> [YOUR OBJECTIVE] Transcribe the records in full, keeping every character as it is.

****************

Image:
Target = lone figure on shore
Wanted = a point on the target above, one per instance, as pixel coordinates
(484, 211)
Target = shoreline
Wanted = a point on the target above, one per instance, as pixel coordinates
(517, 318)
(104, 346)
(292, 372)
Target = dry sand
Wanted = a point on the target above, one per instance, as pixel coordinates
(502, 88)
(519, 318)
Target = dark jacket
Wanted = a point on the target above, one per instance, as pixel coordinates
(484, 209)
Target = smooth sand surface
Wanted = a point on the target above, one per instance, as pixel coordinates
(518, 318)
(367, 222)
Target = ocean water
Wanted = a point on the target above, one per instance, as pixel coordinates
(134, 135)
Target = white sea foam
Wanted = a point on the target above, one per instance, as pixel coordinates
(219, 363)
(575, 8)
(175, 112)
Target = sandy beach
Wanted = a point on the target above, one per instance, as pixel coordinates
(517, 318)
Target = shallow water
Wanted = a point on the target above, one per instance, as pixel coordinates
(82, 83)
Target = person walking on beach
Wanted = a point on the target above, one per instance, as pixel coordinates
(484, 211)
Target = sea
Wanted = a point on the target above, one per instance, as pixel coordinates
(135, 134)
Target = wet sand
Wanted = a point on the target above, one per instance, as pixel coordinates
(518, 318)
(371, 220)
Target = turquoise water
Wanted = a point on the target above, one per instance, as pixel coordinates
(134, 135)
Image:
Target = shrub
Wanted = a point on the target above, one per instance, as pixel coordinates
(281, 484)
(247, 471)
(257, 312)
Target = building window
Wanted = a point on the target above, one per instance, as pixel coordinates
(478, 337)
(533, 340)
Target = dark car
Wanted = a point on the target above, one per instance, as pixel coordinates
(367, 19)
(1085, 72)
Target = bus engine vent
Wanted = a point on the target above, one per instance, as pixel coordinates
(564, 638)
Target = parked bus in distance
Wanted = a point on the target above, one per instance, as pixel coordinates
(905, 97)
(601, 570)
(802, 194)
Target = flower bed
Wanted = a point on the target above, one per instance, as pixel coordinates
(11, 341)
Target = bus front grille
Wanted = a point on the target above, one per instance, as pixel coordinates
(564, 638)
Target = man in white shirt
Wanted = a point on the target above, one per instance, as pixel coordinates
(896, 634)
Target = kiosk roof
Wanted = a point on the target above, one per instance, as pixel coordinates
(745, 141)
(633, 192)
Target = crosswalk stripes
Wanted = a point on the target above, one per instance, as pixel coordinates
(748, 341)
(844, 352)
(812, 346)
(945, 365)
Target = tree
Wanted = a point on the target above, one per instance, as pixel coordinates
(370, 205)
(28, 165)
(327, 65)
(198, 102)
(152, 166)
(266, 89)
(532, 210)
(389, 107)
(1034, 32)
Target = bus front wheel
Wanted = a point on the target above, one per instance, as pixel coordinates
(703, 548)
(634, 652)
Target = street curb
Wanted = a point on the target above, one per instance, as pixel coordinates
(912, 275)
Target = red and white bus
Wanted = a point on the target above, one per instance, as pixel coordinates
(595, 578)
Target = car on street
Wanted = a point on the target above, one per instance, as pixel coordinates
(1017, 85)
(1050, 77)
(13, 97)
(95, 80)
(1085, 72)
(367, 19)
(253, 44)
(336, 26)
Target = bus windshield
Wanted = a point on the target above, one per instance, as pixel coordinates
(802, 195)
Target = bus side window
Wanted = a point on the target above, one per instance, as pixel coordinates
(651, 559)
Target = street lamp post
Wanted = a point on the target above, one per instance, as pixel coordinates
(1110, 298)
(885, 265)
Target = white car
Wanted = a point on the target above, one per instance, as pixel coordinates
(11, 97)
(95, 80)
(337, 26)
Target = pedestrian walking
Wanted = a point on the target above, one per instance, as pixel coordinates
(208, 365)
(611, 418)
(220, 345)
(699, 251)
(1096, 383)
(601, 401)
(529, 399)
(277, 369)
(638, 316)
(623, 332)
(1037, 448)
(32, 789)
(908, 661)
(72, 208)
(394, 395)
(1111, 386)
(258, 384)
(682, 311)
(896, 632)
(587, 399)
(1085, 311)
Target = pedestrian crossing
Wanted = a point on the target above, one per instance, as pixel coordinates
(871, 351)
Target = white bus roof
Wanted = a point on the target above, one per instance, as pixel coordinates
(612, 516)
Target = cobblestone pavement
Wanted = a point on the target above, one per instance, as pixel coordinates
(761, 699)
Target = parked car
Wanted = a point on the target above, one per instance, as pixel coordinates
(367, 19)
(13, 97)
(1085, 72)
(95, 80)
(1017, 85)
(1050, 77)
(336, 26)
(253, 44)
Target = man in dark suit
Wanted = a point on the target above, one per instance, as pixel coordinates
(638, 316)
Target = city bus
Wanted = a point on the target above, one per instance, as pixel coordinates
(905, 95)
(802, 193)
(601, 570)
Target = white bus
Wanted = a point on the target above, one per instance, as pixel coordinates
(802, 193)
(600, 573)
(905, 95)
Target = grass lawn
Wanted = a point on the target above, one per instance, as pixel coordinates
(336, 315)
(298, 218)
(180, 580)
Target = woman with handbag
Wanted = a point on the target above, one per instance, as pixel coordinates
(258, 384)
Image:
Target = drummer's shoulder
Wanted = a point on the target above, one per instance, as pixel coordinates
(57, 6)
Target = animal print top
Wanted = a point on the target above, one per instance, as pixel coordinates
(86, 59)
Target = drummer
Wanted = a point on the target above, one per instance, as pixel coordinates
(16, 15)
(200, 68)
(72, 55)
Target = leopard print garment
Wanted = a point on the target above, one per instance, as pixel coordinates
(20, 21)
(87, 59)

****************

> [ANSWER SECTION]
Image:
Target = lone figure on shore
Wanted = a point on the target above, one per instance, as pixel coordinates
(484, 211)
Target = shoreline
Wanted = a point on the target above, one per instance, as pixel coordinates
(517, 318)
(104, 346)
(292, 372)
Target = dry sand
Wanted = a point on the target above, one per instance, as pixel coordinates
(502, 88)
(519, 318)
Target = dark jacket
Wanted = a point on the target above, one per instance, as pixel coordinates
(484, 209)
Target = smooth sand surface
Wanted = a point on the target above, one per instance, as pixel coordinates
(518, 318)
(367, 222)
Target = ocean water
Wanted = a point on the target above, one per instance, as pixel coordinates
(134, 135)
Target = white sea foam
Wanted = a point on the target above, one per instance, as pixel coordinates
(219, 363)
(575, 8)
(175, 112)
Target = sandy beach
Wanted = a point on the target above, one per instance, as pixel coordinates
(517, 318)
Target = shallow water
Wanted = a point on the target above, one per instance, as pixel coordinates
(82, 83)
Target = person walking on beach
Wanted = a point on the target above, one per instance, as pixel coordinates
(484, 211)
Target = sea
Wanted = a point on the target above, one per instance, as pixel coordinates
(135, 134)
Target = wet sand
Wanted = a point on the target above, one per instance, as pixel coordinates
(518, 318)
(371, 220)
Target = turquoise water
Wanted = a point on the target above, one per instance, as pixel coordinates
(134, 135)
Image:
Target = shrub
Wanted = a point on the target above, one per instance, as pixel coordinates
(281, 484)
(247, 471)
(257, 312)
Target = building window
Wanted = a point on the target above, one per instance, as pixel coordinates
(478, 337)
(533, 340)
Target = dark car
Wanted = a point on the target above, one per instance, as pixel coordinates
(367, 19)
(1085, 72)
Target = bus engine vent
Wanted = a point on the target above, one per instance, as pixel coordinates
(564, 638)
Target = parked bus in distance
Wanted = a point on the target above, one per instance, as pixel coordinates
(905, 97)
(601, 570)
(802, 194)
Target = flower bed
Wanted = a point on the target above, one per instance, as pixel coordinates
(11, 341)
Target = bus front grille
Wanted = a point on the target above, one per instance, as pixel coordinates
(564, 638)
Target = man in white shirt
Wanted = a point on the target above, one per instance, as pixel coordinates
(896, 634)
Target = kiosk roof
Wanted = a point on the target above, one per instance, as pixel coordinates
(745, 141)
(633, 192)
Target = crosswalk stripes
Wanted = a point on the target above, one per instance, as pixel coordinates
(748, 341)
(844, 352)
(812, 346)
(945, 365)
Target = tree
Wanted = a point on the target above, one per instance, as pixel coordinates
(370, 205)
(28, 165)
(327, 65)
(198, 102)
(152, 166)
(266, 89)
(532, 210)
(389, 107)
(1034, 32)
Target = bus front wheel
Wanted = a point on the target above, one per instance, as pixel coordinates
(703, 548)
(634, 652)
Target = street curb
Wanted = a point on the target above, one per instance, as pixel coordinates
(912, 275)
Target = red and white bus
Wanted = a point on the target above, one per instance, as pixel coordinates
(595, 578)
Target = car on street
Wanted = a point on the target above, one per instance, as pixel coordinates
(1017, 85)
(1050, 77)
(13, 97)
(95, 80)
(1085, 72)
(367, 19)
(253, 44)
(336, 26)
Target = bus windshield
Wanted = a point on the target above, one per instance, as pixel coordinates
(802, 195)
Target = bus side window
Wanted = a point on the target above, one per instance, as pixel coordinates
(651, 559)
Target = street lamp post
Wanted = a point on the target above, one per instance, as pixel coordinates
(1110, 298)
(885, 265)
Target = white car
Wanted = a point on the target above, one per instance, as pixel coordinates
(11, 97)
(95, 80)
(337, 26)
Target = pedestrian walking
Wanted = a point on the target above, one per instance, as pixel coordinates
(208, 365)
(611, 418)
(220, 345)
(699, 251)
(1096, 383)
(601, 401)
(529, 399)
(277, 369)
(638, 316)
(623, 332)
(1037, 448)
(32, 789)
(908, 661)
(72, 208)
(394, 395)
(1111, 386)
(258, 384)
(682, 311)
(896, 632)
(587, 399)
(1085, 311)
Target = pedestrian crossing
Wanted = a point on the target above, one per instance, as pixel coordinates
(871, 351)
Target = white bus roof
Wanted = a point on the target above, one per instance, as pixel coordinates
(612, 516)
Target = cobblestone pavement
Wanted = a point on the target above, one per instance, as pixel coordinates
(761, 699)
Target = parked car
Wanted = a point on the target above, one per instance, as pixel coordinates
(367, 19)
(13, 97)
(1085, 72)
(95, 80)
(1017, 85)
(1050, 77)
(336, 26)
(253, 44)
Target = man in dark suit
Wanted = a point on the target above, one per instance, as pixel coordinates
(638, 316)
Target = city bus
Wanted = a point on the target above, one per instance, as pixel coordinates
(905, 95)
(802, 193)
(601, 570)
Target = white bus
Wanted = a point on the target above, one per instance, as pixel coordinates
(802, 193)
(600, 573)
(905, 95)
Target = grass lawn
Wanted = a point on the target above, one per instance, as pixel coordinates
(336, 315)
(298, 218)
(180, 580)
Target = woman with handbag
Wanted = a point on the target above, one per instance, as pixel coordinates
(258, 384)
Image:
Target = drummer's shoulder
Wanted = a point on the target above, one per instance, as pixel coordinates
(57, 6)
Target = animal print top
Wanted = a point on the target above, one per instance, as pixel coordinates
(86, 59)
Target = drummer
Wanted = a point on the target above, one per instance, as pixel coordinates
(16, 15)
(200, 68)
(72, 55)
Target = leopard print garment
Wanted = a point on the target above, one per instance, as pixel coordinates
(20, 21)
(87, 59)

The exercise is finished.